## To be done
[a] Retype the devotional on Elijah and the widow of Zarephath word for word, from "She has no name" up to and including "meal for Elijah.".
[b] Continue the devotional on Elijah and the widow of Zarephath from the point where it stops.

-- BEGIN Source document --

Two needy people, two complete strangers meet at the city gates. Each has something for the other. It was a Divine connection. 

God blessed and fed both of them, through their faith, what they had to give. Elijah had been camped by the brook Cherith, “set apart”, fed by ravens sent by Almighty God. He was hidden from the wicked King Ahab and his equally evil Queen, Jezebel. 

Now the brook dries up and God sends him far to the north to someone he has never met. Someone just as needy.

She has no name recorded. Just the widow of Zarephath. Her food supply  dwindled to one last meal. The famine has taken its toll. She goes to gather sticks to cook this last dinner for her and her son. But God sets up this meeting with Elijah. And her life will never be the same. By faith, she had to  cook this last meal for Elijah. 

The flour and oil never ran out. They ate everyday. God brought these two needy people together. 

I’ve had many “Divine connections” in my life. Complete strangers before, that end up blessing me and changing my life. 

One such connection happened last year. Last September my neighbor came across the street and asked if I’d like to come to a Bible study. I hesitated a bit, but I said yes. This women’s Bible study met every Thursday and they were all from another church I didn’t attend. 

It was a bit out of my comfort zone to be honest. I didn’t know anyone. But they were so welcoming and gracious. I felt right at home with them. 

I walked in a complete stranger. Now almost a year later, I’ve grown to love these women. They have blessed me so much. I needed them, and hopefully I had something to give to them.

-- END Source document --
-- BEGIN Record set --

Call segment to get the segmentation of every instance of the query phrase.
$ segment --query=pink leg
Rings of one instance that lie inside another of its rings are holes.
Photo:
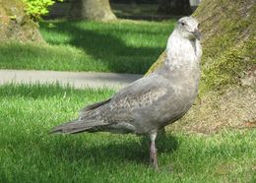
[[[157,138],[157,133],[151,134],[151,149],[150,149],[150,158],[151,158],[151,164],[156,169],[159,169],[158,165],[158,152],[155,144],[155,140]]]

-- END Record set --

## Set of answers
[a]
She has no name recorded. Just the widow of Zarephath. Her food supply  dwindled to one last meal. The famine has taken its toll. She goes to gather sticks to cook this last dinner for her and her son. But God sets up this meeting with Elijah. And her life will never be the same. By faith, she had to  cook this last meal for Elijah.

[b]
We studied the Word together, allowed ourselves to be vulnerable, shed some tears, and laughed our heads off. We even rented a house and spent a couple of days together. 

He clearly brought us together. This has been repeated many times through my life. I never cease to be amazed at how He does this. I think about the women God has brought across my path. About how they blessed me, how I grew and changed. 

But you know, these relationships took a step of faith. I had to reach out of my safe bubble. And that’s not always easy for me to do. I need to feel safe. But honestly how many relationships feel “safe”? 

We all have our “issues”, but we all are needy people. You have something to give to me. And vice versa....I have something to give to you. 

Can we lay aside our agendas, judgements, comparisons, and insecurities?  So we can bless and serve each other? 


I want to encourage you today to take that step of faith. Reach outside yourself to that person God has placed across your path. It may be a Divine connection.